> BRANO FORNITO
○ ○ ○
L’escamotage usato dai boss
Come riportato dal Messaggero, sono oltre 20 i boss che negli ultimi anni sono riusciti ad ottenere di scontare gli arresti domiciliari in queste strutture e la scelta ricade sempre sulle stesse tre o quattro. Sarà un puro caso? Così i boss si ritrovano liberi di stipulare nuove alleanze e sodalizi che le forze dell’Ordine avevano faticosamente smantellato. Nonostante molti di loro non abbiamo fatto uso di stupefacenti, riescono comunque a farsi certificare una presunta tossicodipendenza sulla base di analisi spesso truccate. Inoltre non tutti possono permettersi di pagare la retta, eppure molti di loro, non si sa con quali entrate, versano in contanti anche oltre 2mila euro.
○ ○ ○
> CONSEGNA 1
Traduci in inglese questa frase del brano fornito: «Così i boss si ritrovano liberi di stipulare nuove alleanze e sodalizi che le forze dell’Ordine avevano faticosamente smantellato.»
> CONSEGNA 2
Ricopia fedelmente il tratto del brano fornito che inizia con «L’escamotage usato dai» e si conclude con «oltre 2mila euro.».
> CONSEGNA 3
Completa il brano sui boss che scontano i domiciliari nelle strutture di recupero, scrivendo il seguito dopo la sua ultima frase.
○ ○ ○
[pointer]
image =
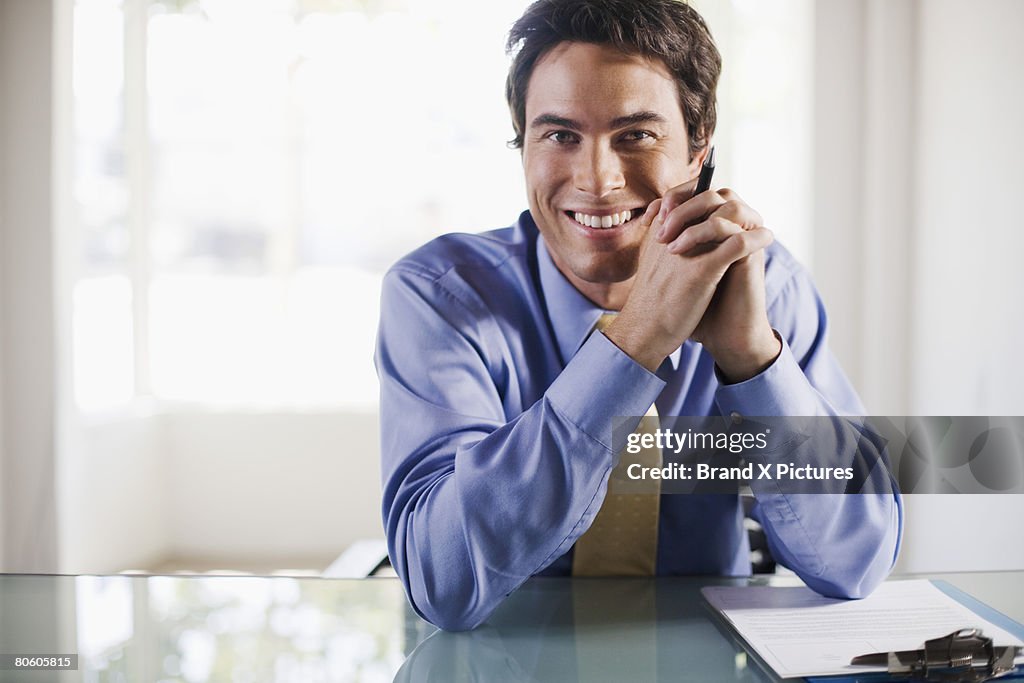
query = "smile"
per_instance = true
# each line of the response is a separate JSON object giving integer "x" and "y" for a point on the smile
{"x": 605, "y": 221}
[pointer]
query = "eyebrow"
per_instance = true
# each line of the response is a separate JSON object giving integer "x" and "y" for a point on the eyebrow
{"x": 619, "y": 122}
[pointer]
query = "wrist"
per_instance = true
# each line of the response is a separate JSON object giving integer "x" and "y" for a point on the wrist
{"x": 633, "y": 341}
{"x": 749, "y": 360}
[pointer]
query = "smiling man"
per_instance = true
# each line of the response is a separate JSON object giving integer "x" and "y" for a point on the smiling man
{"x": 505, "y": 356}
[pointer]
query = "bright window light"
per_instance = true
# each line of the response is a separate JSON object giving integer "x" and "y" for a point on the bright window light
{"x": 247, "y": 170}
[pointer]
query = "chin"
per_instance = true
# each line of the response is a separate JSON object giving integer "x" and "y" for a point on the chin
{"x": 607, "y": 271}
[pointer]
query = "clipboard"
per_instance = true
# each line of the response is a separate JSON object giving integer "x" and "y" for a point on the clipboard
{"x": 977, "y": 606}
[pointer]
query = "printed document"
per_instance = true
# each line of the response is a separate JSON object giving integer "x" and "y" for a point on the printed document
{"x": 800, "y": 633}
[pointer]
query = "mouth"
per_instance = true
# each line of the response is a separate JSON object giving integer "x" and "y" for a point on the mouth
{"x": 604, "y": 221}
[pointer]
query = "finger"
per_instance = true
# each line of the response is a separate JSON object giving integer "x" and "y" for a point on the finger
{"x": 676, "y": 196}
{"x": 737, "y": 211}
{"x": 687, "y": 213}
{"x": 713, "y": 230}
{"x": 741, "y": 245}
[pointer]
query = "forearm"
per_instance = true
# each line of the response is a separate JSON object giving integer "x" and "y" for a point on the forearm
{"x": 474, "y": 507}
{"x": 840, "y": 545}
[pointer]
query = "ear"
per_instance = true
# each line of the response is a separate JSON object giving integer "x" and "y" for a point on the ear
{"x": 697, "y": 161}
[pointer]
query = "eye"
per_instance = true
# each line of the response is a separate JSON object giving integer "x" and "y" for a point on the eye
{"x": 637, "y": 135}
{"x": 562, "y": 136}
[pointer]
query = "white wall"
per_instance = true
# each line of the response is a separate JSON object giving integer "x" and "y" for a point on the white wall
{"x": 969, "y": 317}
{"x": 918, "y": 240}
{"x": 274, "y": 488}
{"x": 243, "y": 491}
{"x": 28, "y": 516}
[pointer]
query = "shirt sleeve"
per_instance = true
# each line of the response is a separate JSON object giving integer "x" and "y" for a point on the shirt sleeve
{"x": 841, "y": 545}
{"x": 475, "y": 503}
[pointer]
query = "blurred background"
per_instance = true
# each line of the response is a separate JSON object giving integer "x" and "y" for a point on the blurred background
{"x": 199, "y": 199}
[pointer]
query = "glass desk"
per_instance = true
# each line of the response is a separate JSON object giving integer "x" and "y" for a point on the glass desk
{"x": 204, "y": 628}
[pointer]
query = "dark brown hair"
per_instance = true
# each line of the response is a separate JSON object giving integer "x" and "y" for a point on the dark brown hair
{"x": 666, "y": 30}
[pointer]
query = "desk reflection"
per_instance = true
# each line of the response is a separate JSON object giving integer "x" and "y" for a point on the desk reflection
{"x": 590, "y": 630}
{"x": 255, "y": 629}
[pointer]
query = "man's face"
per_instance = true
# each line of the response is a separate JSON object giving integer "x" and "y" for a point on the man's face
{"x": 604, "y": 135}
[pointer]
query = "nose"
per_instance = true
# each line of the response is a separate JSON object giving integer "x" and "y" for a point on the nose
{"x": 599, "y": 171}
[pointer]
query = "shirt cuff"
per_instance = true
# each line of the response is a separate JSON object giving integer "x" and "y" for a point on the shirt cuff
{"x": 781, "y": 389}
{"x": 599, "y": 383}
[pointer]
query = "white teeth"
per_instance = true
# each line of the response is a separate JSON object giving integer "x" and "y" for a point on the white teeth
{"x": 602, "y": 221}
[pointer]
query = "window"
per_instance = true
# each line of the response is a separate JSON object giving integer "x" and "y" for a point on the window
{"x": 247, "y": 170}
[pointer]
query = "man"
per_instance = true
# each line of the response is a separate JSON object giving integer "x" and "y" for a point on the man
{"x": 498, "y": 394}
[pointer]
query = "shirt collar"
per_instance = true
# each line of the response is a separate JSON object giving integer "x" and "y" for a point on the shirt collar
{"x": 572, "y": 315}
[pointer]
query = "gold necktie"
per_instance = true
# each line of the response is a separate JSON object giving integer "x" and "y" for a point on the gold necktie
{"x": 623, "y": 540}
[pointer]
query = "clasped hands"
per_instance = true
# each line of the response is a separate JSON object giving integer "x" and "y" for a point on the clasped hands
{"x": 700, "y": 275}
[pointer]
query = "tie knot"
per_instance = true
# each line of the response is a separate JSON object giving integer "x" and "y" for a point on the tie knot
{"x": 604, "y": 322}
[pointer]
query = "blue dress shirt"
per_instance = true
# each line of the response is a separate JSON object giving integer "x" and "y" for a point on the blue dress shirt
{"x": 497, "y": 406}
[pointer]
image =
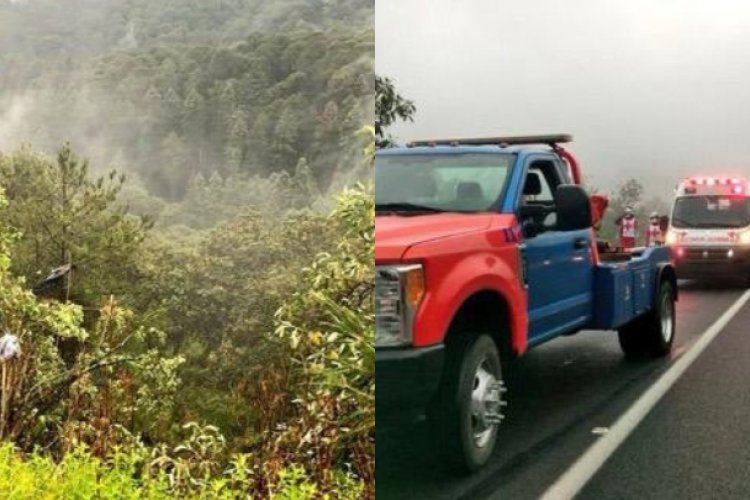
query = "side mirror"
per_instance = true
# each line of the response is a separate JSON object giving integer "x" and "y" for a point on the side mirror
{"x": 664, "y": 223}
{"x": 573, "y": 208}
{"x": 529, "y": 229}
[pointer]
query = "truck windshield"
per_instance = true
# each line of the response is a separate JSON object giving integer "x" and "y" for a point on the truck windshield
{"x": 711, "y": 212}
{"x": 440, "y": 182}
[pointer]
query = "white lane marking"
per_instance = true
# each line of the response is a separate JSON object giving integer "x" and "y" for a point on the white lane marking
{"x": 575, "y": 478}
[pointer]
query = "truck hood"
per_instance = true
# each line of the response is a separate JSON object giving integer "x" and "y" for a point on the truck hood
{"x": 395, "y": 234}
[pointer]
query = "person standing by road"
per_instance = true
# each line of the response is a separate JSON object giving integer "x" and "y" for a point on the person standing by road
○ ○ ○
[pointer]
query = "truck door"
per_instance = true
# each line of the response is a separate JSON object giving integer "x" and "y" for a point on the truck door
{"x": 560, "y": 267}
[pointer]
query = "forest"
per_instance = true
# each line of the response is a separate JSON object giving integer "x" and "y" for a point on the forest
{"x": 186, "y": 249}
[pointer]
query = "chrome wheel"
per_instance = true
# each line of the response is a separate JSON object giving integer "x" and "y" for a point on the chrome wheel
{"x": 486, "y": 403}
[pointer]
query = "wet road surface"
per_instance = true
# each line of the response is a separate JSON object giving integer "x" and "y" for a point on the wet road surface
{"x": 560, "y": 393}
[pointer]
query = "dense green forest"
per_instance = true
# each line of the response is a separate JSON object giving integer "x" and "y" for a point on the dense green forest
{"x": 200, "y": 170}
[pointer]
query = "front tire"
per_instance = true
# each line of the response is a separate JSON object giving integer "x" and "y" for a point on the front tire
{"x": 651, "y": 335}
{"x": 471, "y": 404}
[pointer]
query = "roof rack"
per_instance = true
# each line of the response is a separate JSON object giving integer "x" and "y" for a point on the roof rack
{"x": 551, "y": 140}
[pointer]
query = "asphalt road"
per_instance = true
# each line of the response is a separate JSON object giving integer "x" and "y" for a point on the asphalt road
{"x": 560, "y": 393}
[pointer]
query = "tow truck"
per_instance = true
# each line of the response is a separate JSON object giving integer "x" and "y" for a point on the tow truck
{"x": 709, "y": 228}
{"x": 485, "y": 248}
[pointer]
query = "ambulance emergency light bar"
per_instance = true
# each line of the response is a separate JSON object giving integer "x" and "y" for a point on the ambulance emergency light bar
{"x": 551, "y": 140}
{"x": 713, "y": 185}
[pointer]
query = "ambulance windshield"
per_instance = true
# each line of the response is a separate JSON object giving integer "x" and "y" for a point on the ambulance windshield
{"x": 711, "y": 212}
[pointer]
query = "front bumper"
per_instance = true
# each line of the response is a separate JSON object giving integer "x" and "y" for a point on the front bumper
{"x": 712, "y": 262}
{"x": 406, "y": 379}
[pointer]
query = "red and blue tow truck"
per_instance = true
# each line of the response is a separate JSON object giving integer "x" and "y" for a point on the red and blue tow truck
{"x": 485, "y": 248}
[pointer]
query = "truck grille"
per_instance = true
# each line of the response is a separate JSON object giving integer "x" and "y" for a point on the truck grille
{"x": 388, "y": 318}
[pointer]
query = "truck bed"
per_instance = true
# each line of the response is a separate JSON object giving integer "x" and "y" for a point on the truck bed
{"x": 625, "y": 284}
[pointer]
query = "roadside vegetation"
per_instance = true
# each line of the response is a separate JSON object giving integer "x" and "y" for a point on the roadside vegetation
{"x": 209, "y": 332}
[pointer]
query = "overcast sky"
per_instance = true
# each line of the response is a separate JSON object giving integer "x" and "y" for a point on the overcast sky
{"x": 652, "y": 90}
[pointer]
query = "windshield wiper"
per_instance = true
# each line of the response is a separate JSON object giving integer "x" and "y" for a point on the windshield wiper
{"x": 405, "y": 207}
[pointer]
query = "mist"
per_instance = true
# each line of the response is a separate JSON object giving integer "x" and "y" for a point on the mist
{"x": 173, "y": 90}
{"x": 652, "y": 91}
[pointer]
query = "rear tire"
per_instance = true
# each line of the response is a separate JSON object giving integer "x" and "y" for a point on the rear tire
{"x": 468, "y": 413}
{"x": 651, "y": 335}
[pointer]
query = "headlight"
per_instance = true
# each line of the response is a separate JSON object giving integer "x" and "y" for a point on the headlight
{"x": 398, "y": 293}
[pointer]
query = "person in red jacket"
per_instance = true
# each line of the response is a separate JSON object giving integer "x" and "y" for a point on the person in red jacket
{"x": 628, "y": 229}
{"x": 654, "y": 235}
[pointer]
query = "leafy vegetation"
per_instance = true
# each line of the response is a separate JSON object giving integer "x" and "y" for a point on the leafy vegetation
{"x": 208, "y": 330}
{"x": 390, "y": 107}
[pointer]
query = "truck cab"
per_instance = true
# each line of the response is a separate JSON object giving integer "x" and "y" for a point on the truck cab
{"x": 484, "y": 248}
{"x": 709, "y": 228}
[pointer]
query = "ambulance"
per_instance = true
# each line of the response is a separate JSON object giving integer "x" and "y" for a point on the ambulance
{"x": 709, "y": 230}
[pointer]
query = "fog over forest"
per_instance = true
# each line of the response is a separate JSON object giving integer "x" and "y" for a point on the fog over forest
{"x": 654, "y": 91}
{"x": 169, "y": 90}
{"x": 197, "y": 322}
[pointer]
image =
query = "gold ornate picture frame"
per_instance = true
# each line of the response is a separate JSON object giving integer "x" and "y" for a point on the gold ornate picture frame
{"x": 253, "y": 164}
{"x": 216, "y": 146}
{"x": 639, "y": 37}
○ ○ ○
> RISPOSTA 1
In this way the bosses find themselves free to forge new alliances and partnerships that law enforcement had painstakingly dismantled.

> RISPOSTA 2
L’escamotage usato dai boss
Come riportato dal Messaggero, sono oltre 20 i boss che negli ultimi anni sono riusciti ad ottenere di scontare gli arresti domiciliari in queste strutture e la scelta ricade sempre sulle stesse tre o quattro. Sarà un puro caso? Così i boss si ritrovano liberi di stipulare nuove alleanze e sodalizi che le forze dell’Ordine avevano faticosamente smantellato. Nonostante molti di loro non abbiamo fatto uso di stupefacenti, riescono comunque a farsi certificare una presunta tossicodipendenza sulla base di analisi spesso truccate. Inoltre non tutti possono permettersi di pagare la retta, eppure molti di loro, non si sa con quali entrate, versano in contanti anche oltre 2mila euro.

> RISPOSTA 3
Le strutture
Una delle strutture maggiormente ricorrente in questo giro di affari è la comunità “Il Merro” di Palestrina. Quest’ultima ha ospitato criminali di un certo livello quali ad esempio: alcuni esponenti dei Casamonica, del clan Moccia, “Il Barboncino” che è deceduto al suo interno lo scorso marzo ed ancora Fabrizio Piscitelli, alias Diabolik e numerosi altri. Insomma, la struttura appare alquanto frequentata e non nuova ai fatti descritti pocanzi. Ora starà alle indagini effettuate dalla Procura cercare di fare chiarezza sui fatti cercando di mettere definitivamente la parola fine alla vicenda i cui contorni sono, attualmente, poco chiari.